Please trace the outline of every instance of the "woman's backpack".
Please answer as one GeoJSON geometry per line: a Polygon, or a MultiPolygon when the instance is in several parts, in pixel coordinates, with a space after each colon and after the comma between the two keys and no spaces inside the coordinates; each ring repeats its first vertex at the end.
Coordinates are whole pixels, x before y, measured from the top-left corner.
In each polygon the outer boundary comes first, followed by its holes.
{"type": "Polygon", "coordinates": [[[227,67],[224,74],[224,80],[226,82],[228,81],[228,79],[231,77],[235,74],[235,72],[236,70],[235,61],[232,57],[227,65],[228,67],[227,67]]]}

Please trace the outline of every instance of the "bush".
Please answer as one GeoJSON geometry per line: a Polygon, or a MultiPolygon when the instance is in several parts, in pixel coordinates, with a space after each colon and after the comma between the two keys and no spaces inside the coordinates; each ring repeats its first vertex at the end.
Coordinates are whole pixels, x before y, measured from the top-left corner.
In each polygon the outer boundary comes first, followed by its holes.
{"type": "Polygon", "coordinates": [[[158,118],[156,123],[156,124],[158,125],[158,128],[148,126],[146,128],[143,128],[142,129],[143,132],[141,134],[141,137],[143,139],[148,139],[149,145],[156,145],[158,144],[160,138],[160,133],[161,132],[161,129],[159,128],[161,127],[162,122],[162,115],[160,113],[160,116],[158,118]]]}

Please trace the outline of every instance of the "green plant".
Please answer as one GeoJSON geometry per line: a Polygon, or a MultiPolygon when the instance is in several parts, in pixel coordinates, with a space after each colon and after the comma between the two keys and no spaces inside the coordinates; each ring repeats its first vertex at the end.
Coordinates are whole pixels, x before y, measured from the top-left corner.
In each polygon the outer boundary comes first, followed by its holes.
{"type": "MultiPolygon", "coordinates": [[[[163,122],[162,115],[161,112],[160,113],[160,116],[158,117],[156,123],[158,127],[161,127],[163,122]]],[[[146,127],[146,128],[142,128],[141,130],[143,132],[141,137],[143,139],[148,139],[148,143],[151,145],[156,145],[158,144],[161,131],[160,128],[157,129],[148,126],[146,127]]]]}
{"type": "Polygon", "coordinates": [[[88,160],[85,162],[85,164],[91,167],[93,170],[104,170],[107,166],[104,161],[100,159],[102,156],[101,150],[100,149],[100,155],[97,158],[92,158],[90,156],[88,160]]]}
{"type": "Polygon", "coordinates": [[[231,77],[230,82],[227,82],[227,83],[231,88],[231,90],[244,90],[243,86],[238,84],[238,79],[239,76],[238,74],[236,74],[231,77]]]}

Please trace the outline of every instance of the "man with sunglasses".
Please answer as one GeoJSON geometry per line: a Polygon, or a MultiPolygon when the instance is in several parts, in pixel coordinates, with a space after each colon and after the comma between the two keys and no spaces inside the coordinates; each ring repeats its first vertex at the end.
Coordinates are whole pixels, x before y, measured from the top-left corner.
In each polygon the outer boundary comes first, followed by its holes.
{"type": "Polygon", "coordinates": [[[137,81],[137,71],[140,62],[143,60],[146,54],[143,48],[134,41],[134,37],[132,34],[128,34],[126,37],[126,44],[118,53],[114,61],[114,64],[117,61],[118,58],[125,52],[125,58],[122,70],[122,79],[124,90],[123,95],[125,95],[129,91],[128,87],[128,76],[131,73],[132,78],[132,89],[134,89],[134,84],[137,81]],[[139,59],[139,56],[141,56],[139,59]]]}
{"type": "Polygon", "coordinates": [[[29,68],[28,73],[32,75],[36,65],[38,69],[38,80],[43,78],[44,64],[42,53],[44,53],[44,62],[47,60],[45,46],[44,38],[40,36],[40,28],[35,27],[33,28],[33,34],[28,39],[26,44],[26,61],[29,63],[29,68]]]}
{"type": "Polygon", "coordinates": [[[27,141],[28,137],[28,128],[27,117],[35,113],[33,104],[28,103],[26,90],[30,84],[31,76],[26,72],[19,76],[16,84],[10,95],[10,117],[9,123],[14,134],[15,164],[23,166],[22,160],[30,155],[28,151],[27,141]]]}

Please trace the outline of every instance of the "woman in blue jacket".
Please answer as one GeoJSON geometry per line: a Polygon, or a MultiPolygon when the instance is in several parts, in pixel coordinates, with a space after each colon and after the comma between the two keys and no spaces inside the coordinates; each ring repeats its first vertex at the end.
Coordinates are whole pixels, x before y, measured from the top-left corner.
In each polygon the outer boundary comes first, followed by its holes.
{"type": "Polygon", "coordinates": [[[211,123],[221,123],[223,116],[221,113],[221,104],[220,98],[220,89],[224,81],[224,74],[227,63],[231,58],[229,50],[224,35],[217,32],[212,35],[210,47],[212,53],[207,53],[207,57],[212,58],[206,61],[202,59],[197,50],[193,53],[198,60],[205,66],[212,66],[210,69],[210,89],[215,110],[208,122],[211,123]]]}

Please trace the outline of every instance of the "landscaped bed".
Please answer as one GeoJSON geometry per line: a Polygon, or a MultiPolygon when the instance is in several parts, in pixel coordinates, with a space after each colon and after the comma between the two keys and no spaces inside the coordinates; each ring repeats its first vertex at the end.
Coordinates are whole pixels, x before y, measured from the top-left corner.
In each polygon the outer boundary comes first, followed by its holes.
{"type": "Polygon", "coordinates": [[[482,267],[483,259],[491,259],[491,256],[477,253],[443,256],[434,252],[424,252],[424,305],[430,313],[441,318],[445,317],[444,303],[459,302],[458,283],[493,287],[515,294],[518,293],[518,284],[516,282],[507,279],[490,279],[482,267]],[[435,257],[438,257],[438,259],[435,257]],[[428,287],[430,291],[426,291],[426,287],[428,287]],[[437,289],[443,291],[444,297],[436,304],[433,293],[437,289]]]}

# # # # # # #

### Requirements
Extract each line of the data above that contains the word "outline".

### The answer
Please trace the outline of every instance of the "woman's backpack".
Please trace the outline of every instance of the "bush".
Please trace the outline of every instance of the "green plant".
Please trace the outline of every instance of the "man with sunglasses".
Please trace the outline of every instance of the "woman in blue jacket".
Please trace the outline of every instance of the "landscaped bed".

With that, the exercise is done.